◆ SHORT TASK
Report the number of lines in the entries below that contain the string "door". Give only the number.

◆ AVAILABLE RECORDS
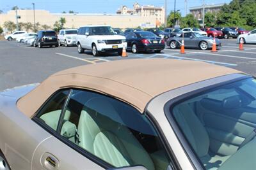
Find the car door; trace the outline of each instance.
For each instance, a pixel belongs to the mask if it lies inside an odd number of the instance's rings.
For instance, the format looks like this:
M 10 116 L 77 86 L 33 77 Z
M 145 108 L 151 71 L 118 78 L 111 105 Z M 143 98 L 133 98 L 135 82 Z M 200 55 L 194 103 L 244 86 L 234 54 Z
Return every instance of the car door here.
M 61 100 L 50 99 L 35 118 L 52 136 L 35 150 L 32 169 L 167 169 L 170 158 L 145 115 L 106 95 L 79 89 L 68 94 L 63 107 L 54 106 Z

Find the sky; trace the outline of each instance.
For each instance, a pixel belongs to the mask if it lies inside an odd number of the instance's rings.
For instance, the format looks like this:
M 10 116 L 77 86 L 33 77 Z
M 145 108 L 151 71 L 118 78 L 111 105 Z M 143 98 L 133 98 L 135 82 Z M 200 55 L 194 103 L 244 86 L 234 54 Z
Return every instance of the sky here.
M 185 0 L 176 0 L 176 10 L 180 10 L 182 15 L 186 14 Z M 205 0 L 205 4 L 228 3 L 230 0 Z M 78 13 L 115 13 L 122 5 L 132 8 L 138 2 L 140 4 L 163 6 L 164 0 L 0 0 L 0 10 L 6 12 L 17 5 L 19 8 L 33 8 L 35 4 L 36 10 L 45 10 L 51 13 L 61 13 L 73 10 Z M 189 7 L 200 6 L 203 0 L 187 0 L 188 11 Z M 174 9 L 174 0 L 167 0 L 167 11 Z M 188 11 L 188 13 L 189 11 Z

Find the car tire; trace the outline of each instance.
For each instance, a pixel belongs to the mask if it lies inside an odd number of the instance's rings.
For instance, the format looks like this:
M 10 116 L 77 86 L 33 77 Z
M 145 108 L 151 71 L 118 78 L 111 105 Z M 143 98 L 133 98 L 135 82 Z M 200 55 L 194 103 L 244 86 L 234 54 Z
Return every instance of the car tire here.
M 132 52 L 134 53 L 138 53 L 138 46 L 136 44 L 132 44 Z
M 199 48 L 202 50 L 206 50 L 208 49 L 209 48 L 209 45 L 207 42 L 202 41 L 199 43 Z
M 94 57 L 99 56 L 99 53 L 98 50 L 97 49 L 97 46 L 96 46 L 96 45 L 95 44 L 92 45 L 92 55 Z
M 6 160 L 5 159 L 4 156 L 2 154 L 0 151 L 0 169 L 3 170 L 10 170 L 9 165 Z
M 171 42 L 170 42 L 170 47 L 172 49 L 176 49 L 177 47 L 177 41 L 175 40 L 172 40 Z
M 77 45 L 77 52 L 79 53 L 84 53 L 84 50 L 82 48 L 81 46 L 80 43 L 78 43 Z
M 244 38 L 243 38 L 243 37 L 240 38 L 240 39 L 239 39 L 239 43 L 240 43 L 240 41 L 241 41 L 241 39 L 242 39 L 243 44 L 245 44 L 245 43 L 246 43 L 246 41 L 245 41 Z

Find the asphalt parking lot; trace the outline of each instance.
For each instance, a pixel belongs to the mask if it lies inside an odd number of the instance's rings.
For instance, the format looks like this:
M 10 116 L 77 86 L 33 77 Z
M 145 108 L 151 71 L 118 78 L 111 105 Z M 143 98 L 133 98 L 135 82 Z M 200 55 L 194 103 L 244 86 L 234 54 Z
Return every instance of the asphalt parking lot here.
M 221 41 L 221 48 L 214 53 L 211 50 L 186 49 L 186 53 L 180 54 L 179 49 L 166 47 L 161 53 L 128 52 L 127 57 L 121 57 L 117 53 L 94 57 L 90 51 L 78 53 L 76 46 L 38 48 L 15 41 L 0 41 L 0 90 L 40 82 L 52 73 L 74 66 L 131 59 L 201 60 L 256 76 L 256 45 L 244 45 L 244 50 L 239 51 L 236 39 Z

◆ SOLUTION BELOW
2